_ACTION ITEM_: Search the listing below for the line containing "Study the picture above. For each instance of the boojum". From there through the line containing "Study the picture above. For each instance of the curving", transcribe every line exactly, both ends included.

··· DATA FOR REVIEW

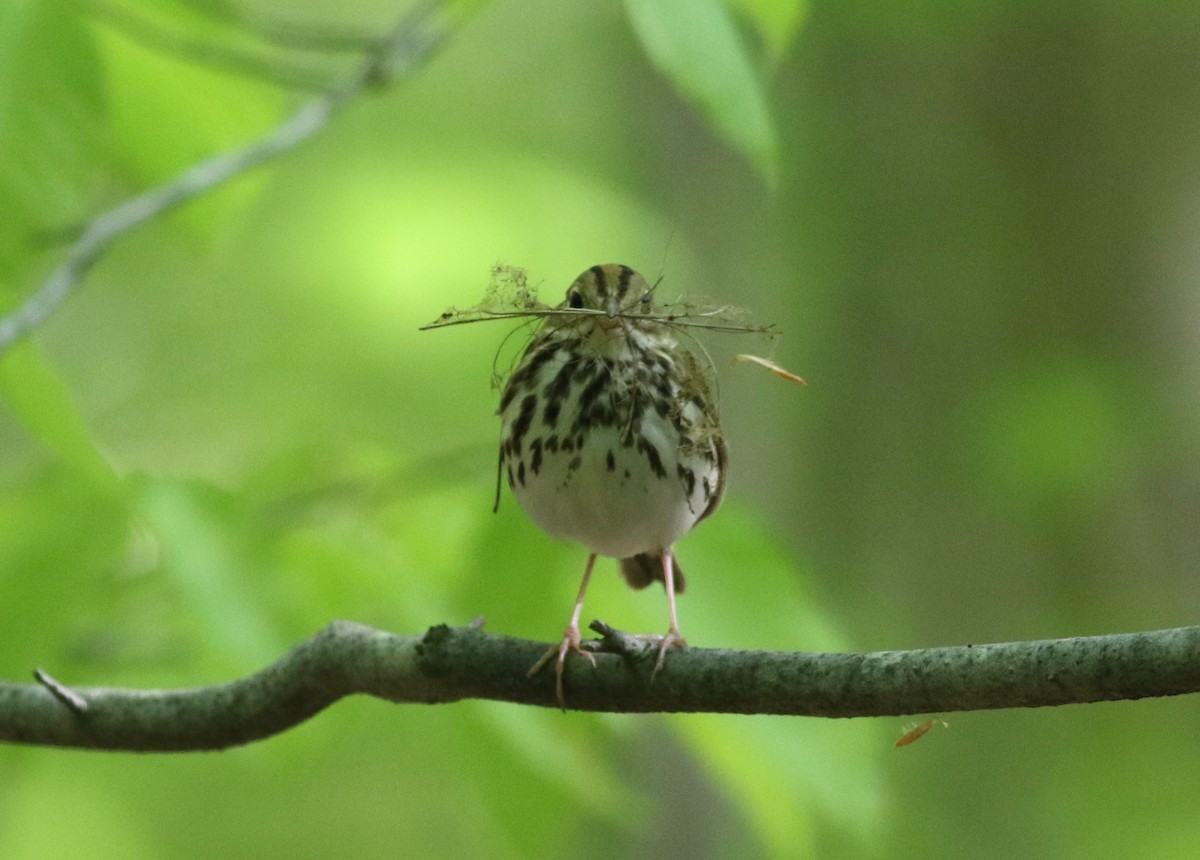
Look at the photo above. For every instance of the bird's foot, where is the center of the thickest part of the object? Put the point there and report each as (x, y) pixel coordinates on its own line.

······
··· DATA FOR REVIEW

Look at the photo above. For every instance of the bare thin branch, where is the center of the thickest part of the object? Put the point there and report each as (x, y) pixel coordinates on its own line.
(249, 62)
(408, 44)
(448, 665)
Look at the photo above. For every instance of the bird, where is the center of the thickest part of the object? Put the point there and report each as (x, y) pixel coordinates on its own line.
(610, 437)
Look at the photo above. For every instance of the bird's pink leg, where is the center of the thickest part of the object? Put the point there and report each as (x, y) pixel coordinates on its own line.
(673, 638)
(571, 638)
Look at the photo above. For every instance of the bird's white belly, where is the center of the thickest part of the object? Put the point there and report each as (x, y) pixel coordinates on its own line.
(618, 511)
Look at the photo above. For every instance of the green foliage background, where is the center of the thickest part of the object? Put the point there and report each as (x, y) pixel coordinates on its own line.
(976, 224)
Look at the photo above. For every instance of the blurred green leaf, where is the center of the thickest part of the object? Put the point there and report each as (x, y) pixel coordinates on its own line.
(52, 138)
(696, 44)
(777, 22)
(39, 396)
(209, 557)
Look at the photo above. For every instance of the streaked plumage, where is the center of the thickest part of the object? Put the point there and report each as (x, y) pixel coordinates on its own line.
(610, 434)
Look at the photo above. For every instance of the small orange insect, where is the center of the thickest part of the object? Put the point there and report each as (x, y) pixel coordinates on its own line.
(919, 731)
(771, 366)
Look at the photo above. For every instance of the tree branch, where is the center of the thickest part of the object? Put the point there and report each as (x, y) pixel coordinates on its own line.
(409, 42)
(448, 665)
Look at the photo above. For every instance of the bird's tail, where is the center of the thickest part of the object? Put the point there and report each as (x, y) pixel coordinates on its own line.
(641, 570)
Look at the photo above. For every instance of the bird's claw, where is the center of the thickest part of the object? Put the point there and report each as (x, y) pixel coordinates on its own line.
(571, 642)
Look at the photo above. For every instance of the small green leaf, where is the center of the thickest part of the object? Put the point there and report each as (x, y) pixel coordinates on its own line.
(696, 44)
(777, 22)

······
··· DATA FOR REVIEW

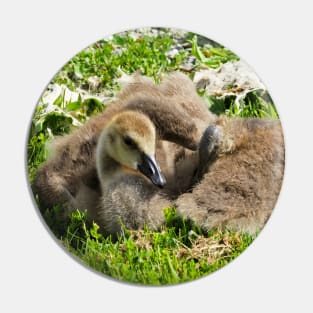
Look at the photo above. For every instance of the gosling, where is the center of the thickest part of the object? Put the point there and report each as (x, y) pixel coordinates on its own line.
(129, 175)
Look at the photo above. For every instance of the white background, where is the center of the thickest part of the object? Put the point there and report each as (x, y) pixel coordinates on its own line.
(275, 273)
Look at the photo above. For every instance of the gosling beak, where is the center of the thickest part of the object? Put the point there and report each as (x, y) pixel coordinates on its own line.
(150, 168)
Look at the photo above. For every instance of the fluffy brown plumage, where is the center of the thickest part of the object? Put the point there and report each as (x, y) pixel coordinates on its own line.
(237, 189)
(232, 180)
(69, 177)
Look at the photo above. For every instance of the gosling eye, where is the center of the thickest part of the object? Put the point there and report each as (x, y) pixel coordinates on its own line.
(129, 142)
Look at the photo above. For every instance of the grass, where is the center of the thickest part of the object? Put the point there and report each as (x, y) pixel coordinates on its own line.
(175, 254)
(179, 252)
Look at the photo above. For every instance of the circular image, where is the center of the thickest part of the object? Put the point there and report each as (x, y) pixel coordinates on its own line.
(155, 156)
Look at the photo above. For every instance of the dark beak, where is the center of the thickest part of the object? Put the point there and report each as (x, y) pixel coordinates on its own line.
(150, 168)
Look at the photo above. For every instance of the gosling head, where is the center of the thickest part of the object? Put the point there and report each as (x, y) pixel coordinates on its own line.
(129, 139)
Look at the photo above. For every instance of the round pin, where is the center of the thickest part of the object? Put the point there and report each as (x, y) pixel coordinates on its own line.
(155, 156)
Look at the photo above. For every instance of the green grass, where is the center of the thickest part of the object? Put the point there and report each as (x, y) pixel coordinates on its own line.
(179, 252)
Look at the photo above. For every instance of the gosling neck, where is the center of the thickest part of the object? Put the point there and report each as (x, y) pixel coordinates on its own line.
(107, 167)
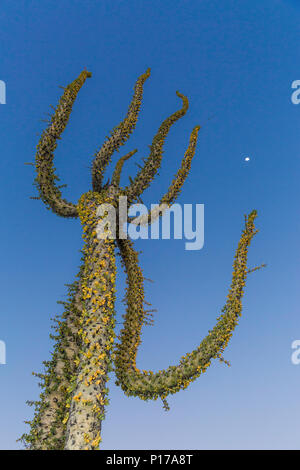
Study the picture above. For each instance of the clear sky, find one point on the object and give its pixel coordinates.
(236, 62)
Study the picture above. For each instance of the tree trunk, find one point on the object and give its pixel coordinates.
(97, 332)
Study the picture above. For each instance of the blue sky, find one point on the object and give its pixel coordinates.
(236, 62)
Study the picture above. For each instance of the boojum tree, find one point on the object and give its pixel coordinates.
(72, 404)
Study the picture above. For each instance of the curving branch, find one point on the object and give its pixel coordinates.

······

_TASK ANSWER_:
Study the picture above. For each instance of the boojum tree, find one point on the object and give its pixel coordinates.
(72, 404)
Study the picture above. For each instance of the curving branch, find one point on the object and give its pixel coordinates.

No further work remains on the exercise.